Exercise material:
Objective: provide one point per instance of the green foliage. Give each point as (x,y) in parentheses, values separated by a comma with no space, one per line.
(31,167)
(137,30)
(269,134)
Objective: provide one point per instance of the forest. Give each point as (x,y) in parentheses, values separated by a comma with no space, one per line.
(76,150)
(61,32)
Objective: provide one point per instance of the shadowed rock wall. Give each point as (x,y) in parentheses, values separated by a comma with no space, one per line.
---
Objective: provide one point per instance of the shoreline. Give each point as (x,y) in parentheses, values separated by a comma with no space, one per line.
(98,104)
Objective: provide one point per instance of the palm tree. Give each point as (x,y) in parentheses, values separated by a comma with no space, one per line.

Assignment: Print the lines above from the one with "Objective: provide one point per instance of the green" through the one with "Objective: provide one point per instance of the shadowed", both included, exactly as written and nothing more.

Your solution:
Objective: provide one point per instance of the green foliage. Give each point as (x,y) in parentheses, values separated by a comma with no space, one per line.
(31,167)
(137,30)
(269,134)
Objective: provide one point per instance of the forest. Give each point as (x,y) in parentheses, values separated by a comma with no space, one per line.
(76,150)
(61,32)
Objective: provide one point per instance of the shadowed rock wall. Give each point as (x,y) in parentheses, values separated by a comma with no space, one per line.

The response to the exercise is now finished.